REQUIREMENT: In the listing below, find the line containing "blue sky in the photo above.". Write out that line and every line after it to the end, exactly and only those.

EXTRACTED DATA:
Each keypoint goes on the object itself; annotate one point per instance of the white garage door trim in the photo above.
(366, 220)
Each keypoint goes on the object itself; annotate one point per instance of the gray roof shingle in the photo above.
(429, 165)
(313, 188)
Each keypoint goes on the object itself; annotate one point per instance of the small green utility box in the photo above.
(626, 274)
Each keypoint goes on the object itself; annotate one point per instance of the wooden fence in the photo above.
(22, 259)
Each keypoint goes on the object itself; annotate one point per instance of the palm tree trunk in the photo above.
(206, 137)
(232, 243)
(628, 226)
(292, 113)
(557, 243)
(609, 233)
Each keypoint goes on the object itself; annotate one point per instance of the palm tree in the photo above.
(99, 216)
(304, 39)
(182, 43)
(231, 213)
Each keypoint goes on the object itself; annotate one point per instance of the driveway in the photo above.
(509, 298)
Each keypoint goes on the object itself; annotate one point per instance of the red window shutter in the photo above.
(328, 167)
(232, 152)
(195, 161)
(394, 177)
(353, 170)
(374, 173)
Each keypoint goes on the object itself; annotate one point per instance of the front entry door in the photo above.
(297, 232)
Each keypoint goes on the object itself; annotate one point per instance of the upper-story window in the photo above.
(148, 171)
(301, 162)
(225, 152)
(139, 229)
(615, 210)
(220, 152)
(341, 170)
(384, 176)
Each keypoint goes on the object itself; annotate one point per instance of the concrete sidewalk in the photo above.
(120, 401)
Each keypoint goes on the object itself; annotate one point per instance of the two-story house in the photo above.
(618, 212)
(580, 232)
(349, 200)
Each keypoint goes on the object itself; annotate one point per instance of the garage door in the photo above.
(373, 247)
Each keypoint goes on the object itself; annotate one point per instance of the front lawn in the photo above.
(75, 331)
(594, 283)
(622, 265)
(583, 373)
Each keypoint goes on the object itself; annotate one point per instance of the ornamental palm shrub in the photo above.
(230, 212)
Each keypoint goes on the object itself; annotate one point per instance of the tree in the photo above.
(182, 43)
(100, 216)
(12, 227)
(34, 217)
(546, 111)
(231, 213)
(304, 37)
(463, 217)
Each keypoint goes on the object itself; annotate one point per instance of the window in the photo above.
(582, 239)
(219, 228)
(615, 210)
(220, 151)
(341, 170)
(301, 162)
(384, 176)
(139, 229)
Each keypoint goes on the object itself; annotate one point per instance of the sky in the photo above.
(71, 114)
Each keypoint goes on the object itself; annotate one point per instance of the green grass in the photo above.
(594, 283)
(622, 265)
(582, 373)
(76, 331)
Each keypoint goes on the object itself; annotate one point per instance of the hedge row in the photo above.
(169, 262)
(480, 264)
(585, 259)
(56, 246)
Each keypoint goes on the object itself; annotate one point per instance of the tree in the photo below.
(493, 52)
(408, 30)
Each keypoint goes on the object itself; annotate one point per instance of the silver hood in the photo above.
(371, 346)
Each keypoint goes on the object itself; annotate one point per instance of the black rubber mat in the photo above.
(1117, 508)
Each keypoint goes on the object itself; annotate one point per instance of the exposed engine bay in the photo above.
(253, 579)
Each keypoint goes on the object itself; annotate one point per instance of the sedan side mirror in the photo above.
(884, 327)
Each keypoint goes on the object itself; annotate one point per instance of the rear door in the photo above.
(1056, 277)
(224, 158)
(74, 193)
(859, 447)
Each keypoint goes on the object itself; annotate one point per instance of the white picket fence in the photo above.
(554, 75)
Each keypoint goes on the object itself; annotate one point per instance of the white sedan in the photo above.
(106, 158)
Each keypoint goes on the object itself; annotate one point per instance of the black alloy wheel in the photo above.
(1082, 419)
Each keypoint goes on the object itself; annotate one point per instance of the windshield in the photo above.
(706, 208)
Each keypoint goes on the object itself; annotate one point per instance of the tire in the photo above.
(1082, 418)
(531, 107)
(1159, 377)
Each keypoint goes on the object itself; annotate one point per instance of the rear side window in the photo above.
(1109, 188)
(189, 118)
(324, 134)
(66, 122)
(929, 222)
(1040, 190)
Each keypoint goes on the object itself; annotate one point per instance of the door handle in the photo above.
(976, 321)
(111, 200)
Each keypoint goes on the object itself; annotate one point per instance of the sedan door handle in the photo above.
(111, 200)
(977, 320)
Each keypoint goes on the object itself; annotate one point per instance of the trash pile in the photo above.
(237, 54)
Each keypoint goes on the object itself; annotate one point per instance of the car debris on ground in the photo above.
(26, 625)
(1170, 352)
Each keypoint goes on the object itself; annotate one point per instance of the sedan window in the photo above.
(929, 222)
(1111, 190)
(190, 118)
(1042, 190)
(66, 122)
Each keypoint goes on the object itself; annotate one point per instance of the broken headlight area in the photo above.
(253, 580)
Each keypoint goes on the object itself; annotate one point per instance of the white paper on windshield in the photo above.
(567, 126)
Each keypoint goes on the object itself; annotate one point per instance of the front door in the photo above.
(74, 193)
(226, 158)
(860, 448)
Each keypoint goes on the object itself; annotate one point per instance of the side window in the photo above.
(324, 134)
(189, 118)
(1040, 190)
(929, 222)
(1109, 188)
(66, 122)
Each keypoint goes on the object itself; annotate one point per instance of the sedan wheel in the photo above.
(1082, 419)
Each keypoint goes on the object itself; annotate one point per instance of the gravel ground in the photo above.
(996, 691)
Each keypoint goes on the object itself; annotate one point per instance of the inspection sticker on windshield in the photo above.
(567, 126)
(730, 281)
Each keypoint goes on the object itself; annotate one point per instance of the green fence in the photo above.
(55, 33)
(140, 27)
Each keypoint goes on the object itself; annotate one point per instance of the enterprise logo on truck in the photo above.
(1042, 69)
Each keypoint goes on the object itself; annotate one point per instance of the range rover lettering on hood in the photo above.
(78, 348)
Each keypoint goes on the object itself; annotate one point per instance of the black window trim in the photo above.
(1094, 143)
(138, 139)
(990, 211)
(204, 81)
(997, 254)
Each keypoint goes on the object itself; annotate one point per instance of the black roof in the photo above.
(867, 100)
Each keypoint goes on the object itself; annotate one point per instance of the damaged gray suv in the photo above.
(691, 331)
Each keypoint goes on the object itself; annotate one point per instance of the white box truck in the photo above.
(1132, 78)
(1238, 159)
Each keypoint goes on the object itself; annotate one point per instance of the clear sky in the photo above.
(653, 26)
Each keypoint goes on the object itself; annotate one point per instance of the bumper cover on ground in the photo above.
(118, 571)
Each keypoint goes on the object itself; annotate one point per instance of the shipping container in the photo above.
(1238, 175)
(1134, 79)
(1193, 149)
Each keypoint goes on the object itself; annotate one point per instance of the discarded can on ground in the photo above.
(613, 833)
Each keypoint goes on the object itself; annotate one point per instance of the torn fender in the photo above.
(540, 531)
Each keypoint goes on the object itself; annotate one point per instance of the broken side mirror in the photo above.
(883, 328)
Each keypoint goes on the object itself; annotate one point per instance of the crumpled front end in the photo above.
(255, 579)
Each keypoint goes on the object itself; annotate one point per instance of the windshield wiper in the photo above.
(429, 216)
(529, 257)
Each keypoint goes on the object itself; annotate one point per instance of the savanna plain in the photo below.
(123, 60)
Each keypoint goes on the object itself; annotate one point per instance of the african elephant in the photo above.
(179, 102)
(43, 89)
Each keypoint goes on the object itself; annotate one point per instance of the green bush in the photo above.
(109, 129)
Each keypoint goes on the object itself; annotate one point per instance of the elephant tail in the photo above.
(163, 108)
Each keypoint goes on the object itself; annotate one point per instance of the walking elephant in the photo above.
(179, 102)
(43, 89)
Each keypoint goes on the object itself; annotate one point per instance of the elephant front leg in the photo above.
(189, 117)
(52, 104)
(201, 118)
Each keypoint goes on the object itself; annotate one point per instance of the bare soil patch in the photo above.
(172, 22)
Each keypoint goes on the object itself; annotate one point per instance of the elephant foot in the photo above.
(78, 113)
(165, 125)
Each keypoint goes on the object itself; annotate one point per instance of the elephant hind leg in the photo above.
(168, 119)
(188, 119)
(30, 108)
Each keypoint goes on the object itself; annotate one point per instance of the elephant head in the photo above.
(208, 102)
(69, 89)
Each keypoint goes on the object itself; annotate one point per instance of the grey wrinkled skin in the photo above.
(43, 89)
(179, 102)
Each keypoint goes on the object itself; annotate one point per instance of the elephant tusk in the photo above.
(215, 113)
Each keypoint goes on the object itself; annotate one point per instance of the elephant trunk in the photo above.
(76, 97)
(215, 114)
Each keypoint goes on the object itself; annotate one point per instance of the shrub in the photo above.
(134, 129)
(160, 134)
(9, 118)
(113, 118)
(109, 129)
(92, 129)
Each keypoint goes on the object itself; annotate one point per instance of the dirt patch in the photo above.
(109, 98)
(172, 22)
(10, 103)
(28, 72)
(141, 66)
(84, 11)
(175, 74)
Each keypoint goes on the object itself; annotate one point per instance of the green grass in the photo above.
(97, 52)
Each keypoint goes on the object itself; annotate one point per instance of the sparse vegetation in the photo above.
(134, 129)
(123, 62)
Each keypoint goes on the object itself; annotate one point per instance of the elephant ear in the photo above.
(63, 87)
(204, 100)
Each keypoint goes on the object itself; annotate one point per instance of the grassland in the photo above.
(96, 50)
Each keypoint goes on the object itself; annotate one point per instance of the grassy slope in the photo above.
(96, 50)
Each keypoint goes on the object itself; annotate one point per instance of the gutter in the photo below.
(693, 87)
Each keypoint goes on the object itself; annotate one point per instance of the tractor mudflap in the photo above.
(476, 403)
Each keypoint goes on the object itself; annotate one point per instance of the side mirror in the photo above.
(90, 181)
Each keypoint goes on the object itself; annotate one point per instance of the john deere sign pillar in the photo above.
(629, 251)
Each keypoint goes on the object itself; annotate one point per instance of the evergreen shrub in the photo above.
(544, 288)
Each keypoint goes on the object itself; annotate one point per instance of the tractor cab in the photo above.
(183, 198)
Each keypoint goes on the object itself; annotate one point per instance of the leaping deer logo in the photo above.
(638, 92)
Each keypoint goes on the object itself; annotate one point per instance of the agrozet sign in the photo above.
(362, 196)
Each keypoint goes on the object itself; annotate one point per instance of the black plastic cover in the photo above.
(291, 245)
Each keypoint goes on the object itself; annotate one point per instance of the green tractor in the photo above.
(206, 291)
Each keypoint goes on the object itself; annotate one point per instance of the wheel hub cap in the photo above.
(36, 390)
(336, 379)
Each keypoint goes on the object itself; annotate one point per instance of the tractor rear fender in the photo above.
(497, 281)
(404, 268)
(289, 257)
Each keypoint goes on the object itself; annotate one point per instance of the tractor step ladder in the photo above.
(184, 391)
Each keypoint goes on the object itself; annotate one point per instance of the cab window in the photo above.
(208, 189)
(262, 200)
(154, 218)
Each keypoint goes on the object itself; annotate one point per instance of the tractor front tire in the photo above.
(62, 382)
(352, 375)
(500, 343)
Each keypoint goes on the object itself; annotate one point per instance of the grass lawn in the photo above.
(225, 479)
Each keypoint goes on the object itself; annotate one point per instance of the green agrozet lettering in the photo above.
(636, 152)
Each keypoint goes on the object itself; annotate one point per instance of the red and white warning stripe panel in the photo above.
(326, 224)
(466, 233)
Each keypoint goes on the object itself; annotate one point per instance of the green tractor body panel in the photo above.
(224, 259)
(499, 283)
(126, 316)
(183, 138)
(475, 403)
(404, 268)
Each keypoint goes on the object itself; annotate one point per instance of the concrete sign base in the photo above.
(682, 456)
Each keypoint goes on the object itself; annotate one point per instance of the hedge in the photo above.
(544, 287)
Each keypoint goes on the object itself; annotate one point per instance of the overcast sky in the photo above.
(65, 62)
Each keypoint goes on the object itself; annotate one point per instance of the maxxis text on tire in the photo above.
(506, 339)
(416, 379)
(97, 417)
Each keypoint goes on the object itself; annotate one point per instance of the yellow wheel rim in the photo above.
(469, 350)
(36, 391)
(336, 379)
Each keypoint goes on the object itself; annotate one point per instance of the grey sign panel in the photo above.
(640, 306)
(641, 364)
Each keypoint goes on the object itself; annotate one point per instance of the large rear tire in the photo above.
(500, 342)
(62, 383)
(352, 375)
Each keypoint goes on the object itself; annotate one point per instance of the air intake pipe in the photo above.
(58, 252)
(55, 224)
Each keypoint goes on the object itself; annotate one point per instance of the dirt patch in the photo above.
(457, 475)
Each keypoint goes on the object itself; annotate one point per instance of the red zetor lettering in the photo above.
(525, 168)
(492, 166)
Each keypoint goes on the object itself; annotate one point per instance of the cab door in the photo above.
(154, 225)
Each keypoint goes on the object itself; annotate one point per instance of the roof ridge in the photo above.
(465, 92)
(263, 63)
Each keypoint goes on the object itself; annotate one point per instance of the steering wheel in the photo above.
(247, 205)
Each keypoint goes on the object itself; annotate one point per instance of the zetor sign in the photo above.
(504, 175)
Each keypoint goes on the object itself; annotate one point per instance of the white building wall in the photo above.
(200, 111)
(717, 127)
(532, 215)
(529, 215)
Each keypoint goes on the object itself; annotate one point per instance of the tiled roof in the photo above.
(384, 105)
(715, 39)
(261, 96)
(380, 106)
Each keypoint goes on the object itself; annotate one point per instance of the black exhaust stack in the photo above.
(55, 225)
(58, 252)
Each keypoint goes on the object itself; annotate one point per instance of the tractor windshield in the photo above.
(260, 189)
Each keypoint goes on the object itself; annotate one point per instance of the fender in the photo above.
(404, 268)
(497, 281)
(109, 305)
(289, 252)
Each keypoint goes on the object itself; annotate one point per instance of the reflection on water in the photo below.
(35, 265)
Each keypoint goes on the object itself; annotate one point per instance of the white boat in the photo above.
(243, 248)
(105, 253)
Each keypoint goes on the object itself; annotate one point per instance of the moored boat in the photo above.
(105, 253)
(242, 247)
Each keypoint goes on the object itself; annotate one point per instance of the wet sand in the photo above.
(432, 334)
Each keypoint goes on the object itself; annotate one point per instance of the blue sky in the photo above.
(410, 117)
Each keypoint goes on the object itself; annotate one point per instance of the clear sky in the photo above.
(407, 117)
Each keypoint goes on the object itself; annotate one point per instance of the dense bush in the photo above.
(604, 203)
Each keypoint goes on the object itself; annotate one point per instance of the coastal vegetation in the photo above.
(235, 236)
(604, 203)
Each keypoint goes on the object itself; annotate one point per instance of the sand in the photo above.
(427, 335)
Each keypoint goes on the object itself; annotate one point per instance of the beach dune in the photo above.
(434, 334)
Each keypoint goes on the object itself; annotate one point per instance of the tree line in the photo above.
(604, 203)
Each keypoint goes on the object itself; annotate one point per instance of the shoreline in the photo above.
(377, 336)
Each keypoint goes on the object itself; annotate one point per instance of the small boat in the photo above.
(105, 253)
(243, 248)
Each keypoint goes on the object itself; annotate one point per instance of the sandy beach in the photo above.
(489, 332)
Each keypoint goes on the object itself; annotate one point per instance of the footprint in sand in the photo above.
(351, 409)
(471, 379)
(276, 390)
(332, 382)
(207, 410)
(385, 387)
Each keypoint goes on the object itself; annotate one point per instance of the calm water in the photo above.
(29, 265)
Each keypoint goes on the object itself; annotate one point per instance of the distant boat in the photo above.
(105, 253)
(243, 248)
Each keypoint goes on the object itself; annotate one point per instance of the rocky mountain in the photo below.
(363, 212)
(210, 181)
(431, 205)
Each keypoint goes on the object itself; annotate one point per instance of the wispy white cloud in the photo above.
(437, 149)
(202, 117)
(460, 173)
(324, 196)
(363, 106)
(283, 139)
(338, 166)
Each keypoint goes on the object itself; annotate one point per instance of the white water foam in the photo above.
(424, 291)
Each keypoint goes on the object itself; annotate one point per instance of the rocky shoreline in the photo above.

FINAL RESULT:
Each keypoint goes on the object itself; annotate one point per instance of the blue sky in the photo above.
(410, 117)
Each keypoint goes on the object itself; annotate one point per instance of the clear sky in the photo above.
(407, 117)
Each keypoint goes on the object itself; annotate one point per instance of the dense bush in the photo above.
(604, 203)
Each keypoint goes on the object itself; annotate one point per instance of the coastal vegetation in the photo above.
(235, 236)
(604, 203)
Each keypoint goes on the object itself; annotate one point per instance of the sand in the photo above.
(427, 335)
Each keypoint goes on the object itself; annotate one point per instance of the beach dune in the photo above.
(434, 334)
Each keypoint goes on the object itself; annotate one point per instance of the tree line in the photo above.
(604, 203)
Each keypoint goes on the object itself; annotate one point per instance of the shoreline in the photo above.
(377, 336)
Each keypoint goes on the object itself; annotate one point per instance of the small boat in the photo above.
(105, 253)
(243, 248)
Each keypoint goes on the object itself; annotate one point per instance of the sandy beach in the photo above.
(489, 332)
Each keypoint goes on the object itself; annotate one point per instance of the footprint in sand in the photo above.
(351, 409)
(471, 379)
(276, 390)
(332, 382)
(207, 410)
(385, 387)
Each keypoint goes on the object itself; annotate one point per instance of the calm water in the photo above.
(29, 265)
Each keypoint goes on the object itself; annotate one point per instance of the distant boat in the photo above.
(105, 253)
(243, 248)
Each keypoint goes on the object itself; annotate one point per instance of the rocky mountain in the photo below.
(363, 212)
(210, 181)
(431, 205)
Each keypoint goes on the object itself; annotate one point per instance of the wispy white cloud in the photo above.
(437, 149)
(202, 117)
(460, 173)
(324, 196)
(363, 106)
(283, 139)
(338, 166)
Each keypoint goes on the object itself; annotate one point per instance of the white water foam in the photo above.
(424, 291)
Each keypoint goes on the object itself; annotate one point per instance of the rocky shoreline in the photo above.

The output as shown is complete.